FRAGMENTO:
——

Durante años ha sido
característica de la política en ese país su fragilidad estructural y volatilidad
emocional. Ambos partidos, Demócrata y Republicano, notorios por su habitual
demagogia, la falta de democracia en su funcionamiento interno y por operar en
un marco de confusas y manipuladas reglas electorales, conducen sus campañas en
torno a cuestiones de imagen, sobre la última pifia de sus contrarios, o
escarbando acerca de escándalos sin sentido que les permiten mantener lejos de
la atención ciudadana el debate central de las políticas gruesas o aquello que
pueda amenazarles su control oligárquico. El nivel del debate, cuando lo hay,
es banal y lleno de bajezas.
El sistema bipartidista
estadounidense a nivel nacional y local ha venido languideciendo. En las
elecciones presidenciales, que son las más concurridas, se abstiene de votar
aproximadamente la mitad de los electores y una buena parte de los que votan lo
hacen por ciertos temores que los llevan a votar por “el menos malo” entre dos
candidatos, ninguno de los cuales resulta de su agrado. Esto se ha mostrado muy
claramente en la campaña de este año.
Por otra parte, la gente deja
de votar sobre todo porque no creen que las elecciones hagan diferencia alguna
en su situación. Asimismo, muchos de los rasgos del sistema y los obstáculos
para ejercer el sufragio que, además tiene lugar un día laboral (martes),
llevan a que sean los sectores empobrecidos y las minorías discriminadas
quienes tienen más baja participación, lo cual resulta funcional al predominio
de las élites.
Las reglas de la política
electoral son poco claras, cambiantes, muy manipuladas y extremadamente
restrictivas, incluso comparándolas con otros países capitalistas. Se vota en
todo el país pero se computa separadamente como 50 votaciones separadas. El
candidato ganador en cada estado se lleva toda la representación del mismo, de
su peso electoral, que se suma para determinar la que resulta realmente una
elección indirecta del presidente.
No son pocos los que critican
el mercantilismo que impregna toda la campaña electoral, en la que se aplican
técnicas de marketing, que muchas veces viabilizan el éxito. A la par, o
después, que se logran credenciales con los círculos del poder, se trata de
‘vender’ un producto (el candidato), para lo cual los votantes son tratados
como consumidores.
Investigadores y agencias de
expertos determinan diferenciadamente los deseos, temores y sentimientos de
este o aquel sector de población o región del país y en basado en ello,
desvergonzadamente, se articulan los discursos y las promesas, los embustes e insinuaciones
acerca del contrario.
Al final, la competencia
política a nivel presidencial se reduce a un asunto de engatusar a los
ciudadanos, e incluso a infundirles temores, sin que en el escrutinio en sí
haya mucho en juego, salvo legitimar la instalación en el cargo del político
quizás más hábil entre los dos que concurren representando a la élite del poder
económico.

——

EJERCICIOS:
A. Enumera los rasgos que el fragmento atribuye a las reglas de la política electoral.
B. Responde con datos del fragmento:
(i) ¿Qué proporción de los electores se abstiene en las elecciones presidenciales?
(ii) ¿Qué día de la semana se vota?
(iii) ¿Como cuántas votaciones separadas se computa el voto?
C. Prolonga el fragmento sobre la política electoral estadounidense a partir de su última oración.
Los ítems de más abajo no hacen falta.

——

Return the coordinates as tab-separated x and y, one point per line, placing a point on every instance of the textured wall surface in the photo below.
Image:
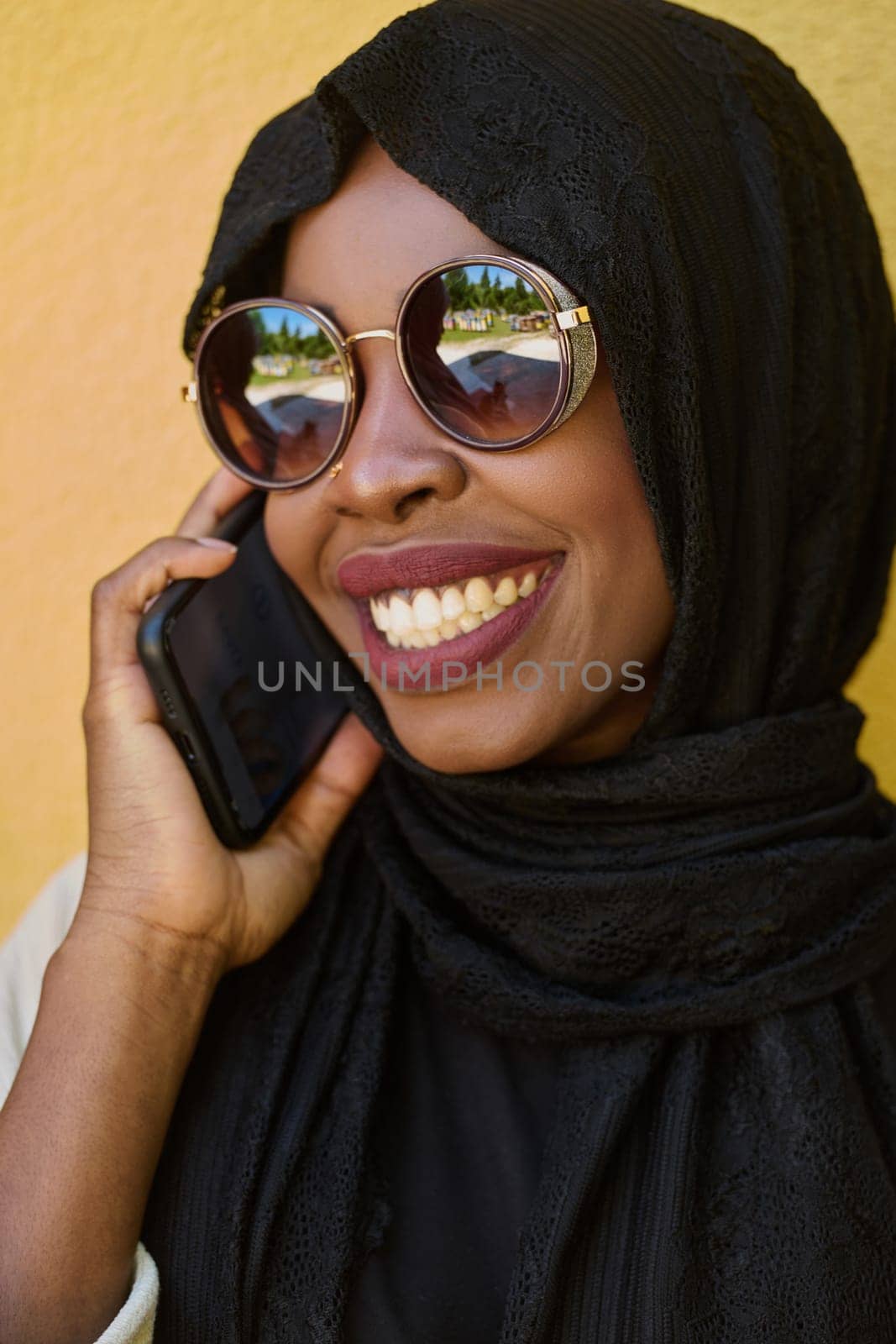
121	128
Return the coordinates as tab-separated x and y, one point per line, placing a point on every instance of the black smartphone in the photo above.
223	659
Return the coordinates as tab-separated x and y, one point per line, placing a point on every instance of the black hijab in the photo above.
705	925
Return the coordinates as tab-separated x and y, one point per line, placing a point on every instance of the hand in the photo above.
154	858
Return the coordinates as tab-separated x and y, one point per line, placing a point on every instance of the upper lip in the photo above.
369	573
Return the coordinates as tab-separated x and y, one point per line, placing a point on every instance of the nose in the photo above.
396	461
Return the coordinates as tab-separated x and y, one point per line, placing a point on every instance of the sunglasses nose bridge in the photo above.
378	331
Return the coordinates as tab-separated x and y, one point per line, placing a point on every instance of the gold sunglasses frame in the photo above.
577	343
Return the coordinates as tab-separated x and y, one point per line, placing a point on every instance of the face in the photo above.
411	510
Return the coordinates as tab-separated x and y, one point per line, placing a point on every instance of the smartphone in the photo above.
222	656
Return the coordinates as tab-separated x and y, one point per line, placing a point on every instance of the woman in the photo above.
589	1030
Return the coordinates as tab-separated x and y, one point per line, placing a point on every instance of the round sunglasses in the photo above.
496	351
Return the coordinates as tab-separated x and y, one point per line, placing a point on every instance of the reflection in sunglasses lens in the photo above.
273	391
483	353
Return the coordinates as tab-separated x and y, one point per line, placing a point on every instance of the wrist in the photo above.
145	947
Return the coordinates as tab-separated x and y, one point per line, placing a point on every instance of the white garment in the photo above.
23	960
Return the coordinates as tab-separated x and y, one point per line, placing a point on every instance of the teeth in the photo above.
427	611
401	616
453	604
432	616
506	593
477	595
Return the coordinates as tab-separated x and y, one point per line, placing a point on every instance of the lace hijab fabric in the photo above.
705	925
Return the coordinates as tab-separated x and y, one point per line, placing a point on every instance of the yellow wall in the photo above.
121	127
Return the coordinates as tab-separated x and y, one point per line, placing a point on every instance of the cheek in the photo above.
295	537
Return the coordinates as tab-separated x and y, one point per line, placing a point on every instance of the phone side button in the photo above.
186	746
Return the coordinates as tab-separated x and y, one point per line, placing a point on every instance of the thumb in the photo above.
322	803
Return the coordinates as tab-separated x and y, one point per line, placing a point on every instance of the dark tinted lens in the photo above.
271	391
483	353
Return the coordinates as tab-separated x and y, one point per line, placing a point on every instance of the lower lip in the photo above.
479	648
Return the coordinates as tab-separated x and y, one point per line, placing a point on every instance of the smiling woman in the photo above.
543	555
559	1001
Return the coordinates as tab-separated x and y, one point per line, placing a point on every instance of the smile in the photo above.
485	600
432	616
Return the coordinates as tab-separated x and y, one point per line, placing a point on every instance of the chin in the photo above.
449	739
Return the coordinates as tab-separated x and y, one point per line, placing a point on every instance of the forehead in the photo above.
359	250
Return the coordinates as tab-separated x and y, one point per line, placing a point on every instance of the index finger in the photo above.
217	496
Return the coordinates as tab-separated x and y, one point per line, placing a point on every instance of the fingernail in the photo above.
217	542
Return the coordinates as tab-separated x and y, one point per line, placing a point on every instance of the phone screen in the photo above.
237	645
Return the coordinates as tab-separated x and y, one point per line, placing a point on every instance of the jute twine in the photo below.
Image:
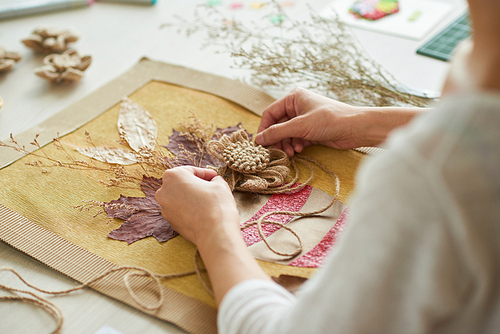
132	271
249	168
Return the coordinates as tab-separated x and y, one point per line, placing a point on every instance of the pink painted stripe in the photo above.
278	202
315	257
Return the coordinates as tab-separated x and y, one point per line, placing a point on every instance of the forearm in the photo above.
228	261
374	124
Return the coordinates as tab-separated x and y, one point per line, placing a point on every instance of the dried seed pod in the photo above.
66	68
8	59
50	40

——

RESPUESTAS:
A. Poco claras, cambiantes, muy manipuladas y extremadamente restrictivas.

B.
(i) Aproximadamente la mitad.
(ii) El martes, que es un día laboral.
(iii) Como 50 votaciones separadas.

C.
Se desacreditan los “extremos”
y se enarbola e impone una supuesta “política centrista y responsable”
conducente a que los privilegios de clase persistan sin ningún desafío serio. Se
priva al pueblo de opciones sobre los asuntos más importantes de carácter
socio-económico. Las élites políticas y mediáticas han constreñido el discurso
público electoral en marcos estrechos que invariablemente refuerzan el status
quo.

No
obstante, detrás del espectáculo, el sistema de monopolio por dos partidos que
se turnan en el gobierno ha sido una base fundamental de la estabilidad de la
política nacional. Ambas entidades han sido –en palabras de Sánchez Parodi–
“elemento esencial para la repartición de las cuotas de poder entre los
sectores dominantes y marco para la solución negociada expresa o sobrentendida
de los conflictos o contradicciones de intereses entre dichos grupos”.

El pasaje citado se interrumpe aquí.